= Beginning of Section =
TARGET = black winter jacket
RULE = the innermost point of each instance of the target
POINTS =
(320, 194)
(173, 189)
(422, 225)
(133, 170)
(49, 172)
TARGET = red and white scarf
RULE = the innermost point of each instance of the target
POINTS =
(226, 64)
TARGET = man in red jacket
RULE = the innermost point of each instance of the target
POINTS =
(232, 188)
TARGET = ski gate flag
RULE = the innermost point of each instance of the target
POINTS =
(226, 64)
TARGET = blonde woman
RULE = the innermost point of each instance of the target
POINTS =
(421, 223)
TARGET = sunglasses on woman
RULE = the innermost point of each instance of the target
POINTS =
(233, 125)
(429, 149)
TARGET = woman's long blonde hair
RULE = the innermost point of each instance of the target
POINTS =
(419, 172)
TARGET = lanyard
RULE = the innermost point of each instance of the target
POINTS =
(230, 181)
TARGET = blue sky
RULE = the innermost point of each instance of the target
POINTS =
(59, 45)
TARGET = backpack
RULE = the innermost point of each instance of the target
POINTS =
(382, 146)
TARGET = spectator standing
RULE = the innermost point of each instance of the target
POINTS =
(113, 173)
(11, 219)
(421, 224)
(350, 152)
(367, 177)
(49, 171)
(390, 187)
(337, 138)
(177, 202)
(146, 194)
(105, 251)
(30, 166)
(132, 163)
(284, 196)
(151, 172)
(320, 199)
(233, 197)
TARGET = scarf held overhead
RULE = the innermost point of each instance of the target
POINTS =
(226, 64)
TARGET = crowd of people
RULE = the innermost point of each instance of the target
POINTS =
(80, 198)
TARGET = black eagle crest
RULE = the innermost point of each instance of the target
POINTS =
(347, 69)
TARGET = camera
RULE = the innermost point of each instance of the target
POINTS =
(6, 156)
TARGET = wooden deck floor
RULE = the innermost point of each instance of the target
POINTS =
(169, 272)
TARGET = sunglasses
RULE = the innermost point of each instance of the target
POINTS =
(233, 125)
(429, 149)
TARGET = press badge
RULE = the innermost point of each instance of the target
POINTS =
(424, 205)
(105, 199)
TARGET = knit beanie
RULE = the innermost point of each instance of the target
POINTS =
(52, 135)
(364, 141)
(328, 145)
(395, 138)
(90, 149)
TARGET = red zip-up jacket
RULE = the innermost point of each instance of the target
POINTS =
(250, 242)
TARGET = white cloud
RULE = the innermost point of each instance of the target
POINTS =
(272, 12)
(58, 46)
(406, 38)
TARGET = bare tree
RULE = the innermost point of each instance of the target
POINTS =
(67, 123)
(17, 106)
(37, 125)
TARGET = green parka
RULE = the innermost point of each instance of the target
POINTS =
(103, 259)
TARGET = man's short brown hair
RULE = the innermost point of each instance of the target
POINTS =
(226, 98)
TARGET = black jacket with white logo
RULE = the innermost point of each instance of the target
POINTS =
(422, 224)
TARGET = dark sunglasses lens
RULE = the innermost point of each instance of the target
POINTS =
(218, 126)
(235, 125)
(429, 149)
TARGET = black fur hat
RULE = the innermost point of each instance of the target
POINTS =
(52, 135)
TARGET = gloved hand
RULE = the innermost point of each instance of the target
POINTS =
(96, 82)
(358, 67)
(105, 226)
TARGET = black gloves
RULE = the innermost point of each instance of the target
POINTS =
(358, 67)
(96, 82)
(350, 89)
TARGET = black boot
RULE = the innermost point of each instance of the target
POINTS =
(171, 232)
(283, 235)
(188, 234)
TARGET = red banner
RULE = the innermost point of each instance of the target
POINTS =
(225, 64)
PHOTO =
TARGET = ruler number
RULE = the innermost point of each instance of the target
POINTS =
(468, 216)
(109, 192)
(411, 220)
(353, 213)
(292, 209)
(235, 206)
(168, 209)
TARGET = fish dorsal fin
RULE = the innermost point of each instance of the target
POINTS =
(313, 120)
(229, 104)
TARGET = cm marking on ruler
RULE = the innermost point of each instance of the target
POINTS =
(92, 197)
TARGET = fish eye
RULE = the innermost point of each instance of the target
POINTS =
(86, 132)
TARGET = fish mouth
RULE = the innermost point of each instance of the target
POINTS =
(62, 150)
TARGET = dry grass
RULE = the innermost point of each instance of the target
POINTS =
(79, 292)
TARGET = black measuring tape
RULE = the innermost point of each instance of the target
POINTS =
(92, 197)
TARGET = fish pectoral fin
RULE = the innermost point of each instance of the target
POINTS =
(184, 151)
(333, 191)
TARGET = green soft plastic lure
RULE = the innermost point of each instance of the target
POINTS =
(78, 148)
= End of Section =
= Beginning of Section =
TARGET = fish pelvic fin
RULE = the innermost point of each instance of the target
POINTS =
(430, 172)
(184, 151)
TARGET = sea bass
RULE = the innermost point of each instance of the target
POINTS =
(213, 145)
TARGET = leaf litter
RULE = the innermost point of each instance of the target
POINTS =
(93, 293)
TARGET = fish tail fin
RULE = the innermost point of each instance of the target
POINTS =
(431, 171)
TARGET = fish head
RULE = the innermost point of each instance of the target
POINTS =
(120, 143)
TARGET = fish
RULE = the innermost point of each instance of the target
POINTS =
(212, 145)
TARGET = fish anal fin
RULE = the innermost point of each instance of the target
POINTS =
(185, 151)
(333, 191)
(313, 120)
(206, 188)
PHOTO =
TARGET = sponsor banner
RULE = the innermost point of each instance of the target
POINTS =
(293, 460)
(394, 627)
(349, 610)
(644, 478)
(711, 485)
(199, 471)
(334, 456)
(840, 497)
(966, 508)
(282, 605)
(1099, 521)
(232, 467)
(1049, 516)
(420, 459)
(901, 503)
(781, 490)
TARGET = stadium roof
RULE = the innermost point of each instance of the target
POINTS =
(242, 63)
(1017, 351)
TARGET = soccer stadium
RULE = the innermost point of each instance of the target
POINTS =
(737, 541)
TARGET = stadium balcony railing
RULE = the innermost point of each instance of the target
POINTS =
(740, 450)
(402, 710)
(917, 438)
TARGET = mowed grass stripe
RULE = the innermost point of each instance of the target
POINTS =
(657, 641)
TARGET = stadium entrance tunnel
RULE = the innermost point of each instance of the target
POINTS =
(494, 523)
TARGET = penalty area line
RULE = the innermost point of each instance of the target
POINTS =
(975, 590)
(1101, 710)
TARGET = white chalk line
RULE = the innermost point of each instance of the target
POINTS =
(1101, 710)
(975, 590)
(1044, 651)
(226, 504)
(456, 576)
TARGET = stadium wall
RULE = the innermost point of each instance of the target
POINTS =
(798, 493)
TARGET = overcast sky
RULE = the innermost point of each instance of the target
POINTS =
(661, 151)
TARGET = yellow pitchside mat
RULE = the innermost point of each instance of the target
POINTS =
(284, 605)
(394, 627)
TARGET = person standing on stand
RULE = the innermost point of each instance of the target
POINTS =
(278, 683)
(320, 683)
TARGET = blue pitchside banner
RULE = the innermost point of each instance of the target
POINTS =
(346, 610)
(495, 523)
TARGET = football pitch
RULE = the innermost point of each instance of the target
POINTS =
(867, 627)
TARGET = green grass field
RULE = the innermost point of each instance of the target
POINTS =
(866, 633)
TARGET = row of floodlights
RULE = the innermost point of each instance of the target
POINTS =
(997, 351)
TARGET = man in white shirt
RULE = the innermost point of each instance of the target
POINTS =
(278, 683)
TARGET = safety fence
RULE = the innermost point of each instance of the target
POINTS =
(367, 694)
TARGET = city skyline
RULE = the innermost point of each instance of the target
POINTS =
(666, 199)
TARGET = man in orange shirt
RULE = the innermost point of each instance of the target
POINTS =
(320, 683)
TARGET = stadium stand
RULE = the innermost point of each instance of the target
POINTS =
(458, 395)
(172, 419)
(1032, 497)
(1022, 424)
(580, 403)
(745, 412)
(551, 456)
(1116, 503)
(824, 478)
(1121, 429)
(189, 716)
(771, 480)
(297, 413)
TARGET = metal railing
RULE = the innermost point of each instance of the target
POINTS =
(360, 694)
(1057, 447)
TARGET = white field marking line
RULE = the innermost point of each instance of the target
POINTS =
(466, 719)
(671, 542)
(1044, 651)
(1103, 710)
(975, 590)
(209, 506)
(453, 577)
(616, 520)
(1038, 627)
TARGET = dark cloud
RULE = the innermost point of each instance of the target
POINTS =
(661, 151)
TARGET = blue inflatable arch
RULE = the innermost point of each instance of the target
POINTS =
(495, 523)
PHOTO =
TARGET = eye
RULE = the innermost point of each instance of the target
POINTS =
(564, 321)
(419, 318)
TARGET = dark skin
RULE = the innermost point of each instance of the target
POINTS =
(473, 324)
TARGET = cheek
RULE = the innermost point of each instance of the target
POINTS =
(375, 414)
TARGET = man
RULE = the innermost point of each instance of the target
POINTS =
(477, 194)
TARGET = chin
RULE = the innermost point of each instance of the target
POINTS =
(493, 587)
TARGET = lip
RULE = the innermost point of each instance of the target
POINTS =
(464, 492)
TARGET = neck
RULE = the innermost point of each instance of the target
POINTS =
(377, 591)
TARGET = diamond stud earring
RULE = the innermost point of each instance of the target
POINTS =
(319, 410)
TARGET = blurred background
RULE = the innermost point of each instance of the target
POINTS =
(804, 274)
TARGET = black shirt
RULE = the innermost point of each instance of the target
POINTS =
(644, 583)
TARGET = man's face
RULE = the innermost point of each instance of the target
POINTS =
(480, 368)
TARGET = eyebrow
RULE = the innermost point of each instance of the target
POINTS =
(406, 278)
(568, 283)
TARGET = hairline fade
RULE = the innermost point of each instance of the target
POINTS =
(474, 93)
= End of Section =
Description of the task
Throughout the material above, report each line holding the word "blue".

Task answer
TARGET = blue sky
TARGET = blue pitchside banner
TARGET = blue inflatable arch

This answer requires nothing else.